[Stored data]
[Start of section]
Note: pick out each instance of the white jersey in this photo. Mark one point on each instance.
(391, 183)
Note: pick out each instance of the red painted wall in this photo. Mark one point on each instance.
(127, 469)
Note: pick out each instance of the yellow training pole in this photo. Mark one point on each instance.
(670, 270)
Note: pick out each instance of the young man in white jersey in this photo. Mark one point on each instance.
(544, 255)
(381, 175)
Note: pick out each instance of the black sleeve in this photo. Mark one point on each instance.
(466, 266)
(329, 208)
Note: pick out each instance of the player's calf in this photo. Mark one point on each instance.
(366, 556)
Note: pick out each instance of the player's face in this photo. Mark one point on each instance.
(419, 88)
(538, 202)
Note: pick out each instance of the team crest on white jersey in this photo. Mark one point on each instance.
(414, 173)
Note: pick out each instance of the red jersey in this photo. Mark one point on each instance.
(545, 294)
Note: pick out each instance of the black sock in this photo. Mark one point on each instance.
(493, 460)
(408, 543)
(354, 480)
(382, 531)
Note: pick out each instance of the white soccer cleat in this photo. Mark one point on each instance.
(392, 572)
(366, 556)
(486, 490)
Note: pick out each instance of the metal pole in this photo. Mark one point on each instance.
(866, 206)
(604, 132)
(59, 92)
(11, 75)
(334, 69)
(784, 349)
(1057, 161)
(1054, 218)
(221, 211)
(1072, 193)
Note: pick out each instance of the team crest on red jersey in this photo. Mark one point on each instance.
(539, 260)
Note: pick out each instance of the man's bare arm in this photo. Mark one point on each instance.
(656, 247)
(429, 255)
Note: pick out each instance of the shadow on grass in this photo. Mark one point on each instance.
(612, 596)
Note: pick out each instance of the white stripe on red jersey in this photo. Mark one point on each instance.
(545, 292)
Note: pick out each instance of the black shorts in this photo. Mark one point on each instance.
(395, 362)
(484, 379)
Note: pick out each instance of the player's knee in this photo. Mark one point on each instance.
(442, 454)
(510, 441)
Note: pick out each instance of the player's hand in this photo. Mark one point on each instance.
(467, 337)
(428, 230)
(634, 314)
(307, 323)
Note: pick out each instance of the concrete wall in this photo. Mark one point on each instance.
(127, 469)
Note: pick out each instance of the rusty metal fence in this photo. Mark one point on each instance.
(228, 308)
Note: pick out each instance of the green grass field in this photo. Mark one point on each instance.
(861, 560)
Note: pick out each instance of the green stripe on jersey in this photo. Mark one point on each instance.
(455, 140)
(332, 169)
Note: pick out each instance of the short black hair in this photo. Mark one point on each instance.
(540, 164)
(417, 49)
[End of section]
- [Brief] Output only the lines from the one that contains "Note: pick out each instance of the player's knee" through the final line of the records, exactly as given.

- [Task output]
Note: pick out each instance of the player's knee in this photo. Mark one point on each instance.
(442, 454)
(510, 441)
Note: pick out each instance of the player's hand in this photo. Mark one point on each instance.
(467, 337)
(428, 230)
(634, 314)
(307, 323)
Note: pick out each instance of the concrete wall in this photo. Mark one point on each instance.
(127, 469)
Note: pick out each instance of the rusty metal fence in this photo. Mark one point on each instance.
(228, 308)
Note: pick out each instance of the green grass field in this photo. Mark one point on each instance.
(861, 560)
Note: pick out each instance of the green stripe on jersey in this photo. Mark one point on each instance.
(455, 140)
(332, 169)
Note: pick out each instance of the short black hair in this photo. Mark one point on each instance.
(540, 164)
(417, 49)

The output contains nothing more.